#### [Exercise]
Recast the records from the line holding "Task: Where can the oval" through the end of the records, both ends included, as a Markdown table with the columns Row and Line. Give each row a number, skip blank lines, and leave the pictures out.

#### [Material for this task]
● ● ● ● ●

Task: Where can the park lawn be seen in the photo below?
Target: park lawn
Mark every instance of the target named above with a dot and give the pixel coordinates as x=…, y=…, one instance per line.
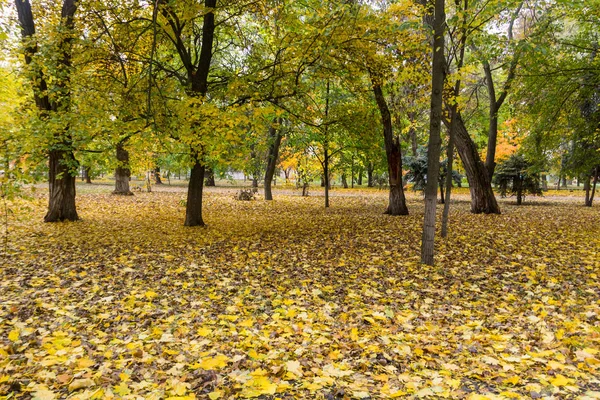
x=286, y=299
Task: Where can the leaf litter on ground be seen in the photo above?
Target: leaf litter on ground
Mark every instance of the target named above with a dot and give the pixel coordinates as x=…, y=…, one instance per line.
x=287, y=300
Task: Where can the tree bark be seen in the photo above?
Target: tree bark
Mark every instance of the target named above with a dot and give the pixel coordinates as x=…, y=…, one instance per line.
x=587, y=188
x=87, y=175
x=197, y=79
x=326, y=174
x=434, y=145
x=193, y=209
x=61, y=160
x=344, y=181
x=210, y=177
x=122, y=172
x=275, y=141
x=61, y=204
x=156, y=175
x=480, y=186
x=591, y=198
x=412, y=133
x=397, y=200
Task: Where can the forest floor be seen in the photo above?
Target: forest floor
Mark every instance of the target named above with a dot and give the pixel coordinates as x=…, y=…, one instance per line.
x=288, y=300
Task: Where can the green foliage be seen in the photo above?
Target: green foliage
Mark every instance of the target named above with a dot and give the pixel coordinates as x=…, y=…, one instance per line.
x=417, y=171
x=517, y=177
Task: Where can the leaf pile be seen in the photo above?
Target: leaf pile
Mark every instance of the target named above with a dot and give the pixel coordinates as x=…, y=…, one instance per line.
x=288, y=300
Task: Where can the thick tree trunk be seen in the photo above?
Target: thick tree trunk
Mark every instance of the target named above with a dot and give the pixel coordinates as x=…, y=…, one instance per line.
x=448, y=183
x=210, y=177
x=61, y=205
x=122, y=172
x=519, y=191
x=434, y=145
x=275, y=141
x=326, y=175
x=590, y=200
x=156, y=175
x=344, y=181
x=412, y=133
x=193, y=209
x=480, y=186
x=544, y=182
x=587, y=188
x=397, y=201
x=87, y=175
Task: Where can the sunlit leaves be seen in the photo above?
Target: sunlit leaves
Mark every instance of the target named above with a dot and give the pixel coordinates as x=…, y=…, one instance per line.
x=249, y=308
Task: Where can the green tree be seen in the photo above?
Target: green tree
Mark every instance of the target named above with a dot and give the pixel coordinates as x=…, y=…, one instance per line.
x=516, y=176
x=49, y=74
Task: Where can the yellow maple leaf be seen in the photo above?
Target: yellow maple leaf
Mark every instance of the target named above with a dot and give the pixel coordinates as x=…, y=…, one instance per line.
x=85, y=363
x=294, y=367
x=217, y=394
x=258, y=386
x=43, y=393
x=13, y=336
x=217, y=362
x=122, y=389
x=560, y=380
x=150, y=294
x=513, y=380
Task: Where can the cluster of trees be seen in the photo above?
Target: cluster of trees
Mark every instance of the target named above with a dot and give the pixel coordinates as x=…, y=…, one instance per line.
x=258, y=85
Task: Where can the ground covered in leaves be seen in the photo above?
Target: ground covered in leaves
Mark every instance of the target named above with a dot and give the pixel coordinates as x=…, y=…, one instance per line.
x=288, y=300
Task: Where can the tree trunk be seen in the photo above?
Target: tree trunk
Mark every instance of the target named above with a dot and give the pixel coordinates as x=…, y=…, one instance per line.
x=61, y=160
x=412, y=133
x=156, y=175
x=397, y=201
x=210, y=177
x=275, y=141
x=587, y=187
x=344, y=181
x=480, y=186
x=326, y=175
x=448, y=183
x=61, y=205
x=193, y=209
x=122, y=172
x=519, y=182
x=434, y=145
x=544, y=182
x=87, y=175
x=591, y=199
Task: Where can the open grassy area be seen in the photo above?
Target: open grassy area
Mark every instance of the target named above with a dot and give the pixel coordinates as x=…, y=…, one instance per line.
x=286, y=299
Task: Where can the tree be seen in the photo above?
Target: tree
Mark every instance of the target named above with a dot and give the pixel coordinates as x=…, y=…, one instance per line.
x=433, y=148
x=516, y=176
x=52, y=94
x=275, y=136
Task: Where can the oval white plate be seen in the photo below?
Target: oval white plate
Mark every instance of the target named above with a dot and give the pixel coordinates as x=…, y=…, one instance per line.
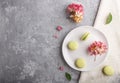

● ● ● ● ●

#### [Answer below]
| Row | Line |
|---|---|
| 1 | Task: Where can the oval white plate be seen in the photo below? |
| 2 | Target: oval white plate |
| 3 | Mark every instance of the target named above with a dot and give the pixel coordinates as x=…, y=…, one instance per line. |